═══ Raw data

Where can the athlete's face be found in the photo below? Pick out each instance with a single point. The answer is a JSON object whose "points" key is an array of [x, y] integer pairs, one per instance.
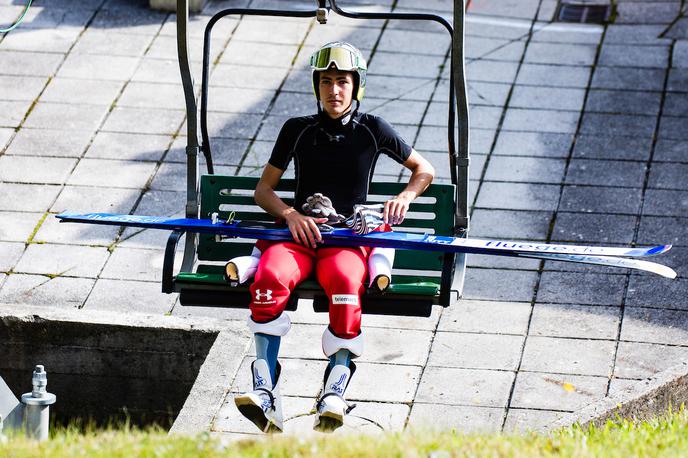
{"points": [[336, 91]]}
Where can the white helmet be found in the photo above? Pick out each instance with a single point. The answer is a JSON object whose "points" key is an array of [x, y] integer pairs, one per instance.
{"points": [[342, 56]]}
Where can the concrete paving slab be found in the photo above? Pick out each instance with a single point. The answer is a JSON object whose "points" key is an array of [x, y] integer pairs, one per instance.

══════

__Directions for this task__: Reproduce the records from the line containing "Where can the white" through the end of the records, substituting "red helmet" for "white helmet" and leaving everything else unchanged.

__Answer to this exercise__:
Where can the red helmet be found in the photo above? Pick out each instance with a single point. The answer is a JSON object whose "points" key is an array of [x, y] integer pairs, one per instance.
{"points": [[342, 56]]}
Where can the concrete paving slab be found in the photo above? Pick out each instance with a single point. The answer is a JSON object whose "points" key is an array of [x, y] integer pairs, one per instance.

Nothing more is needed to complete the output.